Requirements: Please collect each line in the records that contains the word "metal". Letter case counts.

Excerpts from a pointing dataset
◆ ◆ ◆ ◆
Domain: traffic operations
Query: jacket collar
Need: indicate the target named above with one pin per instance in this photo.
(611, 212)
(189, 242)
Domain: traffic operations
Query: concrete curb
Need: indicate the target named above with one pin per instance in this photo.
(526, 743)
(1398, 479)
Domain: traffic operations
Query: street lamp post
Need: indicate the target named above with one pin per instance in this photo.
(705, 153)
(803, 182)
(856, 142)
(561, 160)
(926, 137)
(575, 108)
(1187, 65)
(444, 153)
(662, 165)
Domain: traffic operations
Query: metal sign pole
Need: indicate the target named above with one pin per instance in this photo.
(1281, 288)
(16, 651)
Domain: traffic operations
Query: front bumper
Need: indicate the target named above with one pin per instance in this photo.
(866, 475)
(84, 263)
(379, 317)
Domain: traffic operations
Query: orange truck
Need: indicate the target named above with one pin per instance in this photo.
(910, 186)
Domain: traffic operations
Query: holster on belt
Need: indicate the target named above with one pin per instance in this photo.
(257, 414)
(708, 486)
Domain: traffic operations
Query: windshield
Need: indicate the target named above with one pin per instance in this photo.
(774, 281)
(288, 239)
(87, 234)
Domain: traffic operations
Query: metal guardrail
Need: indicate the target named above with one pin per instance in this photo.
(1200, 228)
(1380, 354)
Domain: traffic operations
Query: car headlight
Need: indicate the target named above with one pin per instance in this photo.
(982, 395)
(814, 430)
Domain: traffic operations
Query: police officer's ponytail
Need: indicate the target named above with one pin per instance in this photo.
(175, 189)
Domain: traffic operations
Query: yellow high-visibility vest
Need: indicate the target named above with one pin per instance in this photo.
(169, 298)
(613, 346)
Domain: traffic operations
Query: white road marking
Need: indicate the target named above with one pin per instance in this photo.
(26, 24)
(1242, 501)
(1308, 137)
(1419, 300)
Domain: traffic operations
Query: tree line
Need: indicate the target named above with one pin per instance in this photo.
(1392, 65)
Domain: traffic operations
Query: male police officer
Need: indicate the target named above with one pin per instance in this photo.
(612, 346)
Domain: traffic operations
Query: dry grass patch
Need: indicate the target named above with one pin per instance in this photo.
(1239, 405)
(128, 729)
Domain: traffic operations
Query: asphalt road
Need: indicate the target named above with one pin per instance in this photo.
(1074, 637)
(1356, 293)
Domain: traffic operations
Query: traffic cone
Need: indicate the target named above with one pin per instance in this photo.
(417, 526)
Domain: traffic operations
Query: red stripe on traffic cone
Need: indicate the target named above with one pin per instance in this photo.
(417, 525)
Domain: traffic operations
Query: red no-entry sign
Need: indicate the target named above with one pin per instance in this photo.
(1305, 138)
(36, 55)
◆ ◆ ◆ ◆
Written response:
Query: metal sign pole
Query: metal guardrail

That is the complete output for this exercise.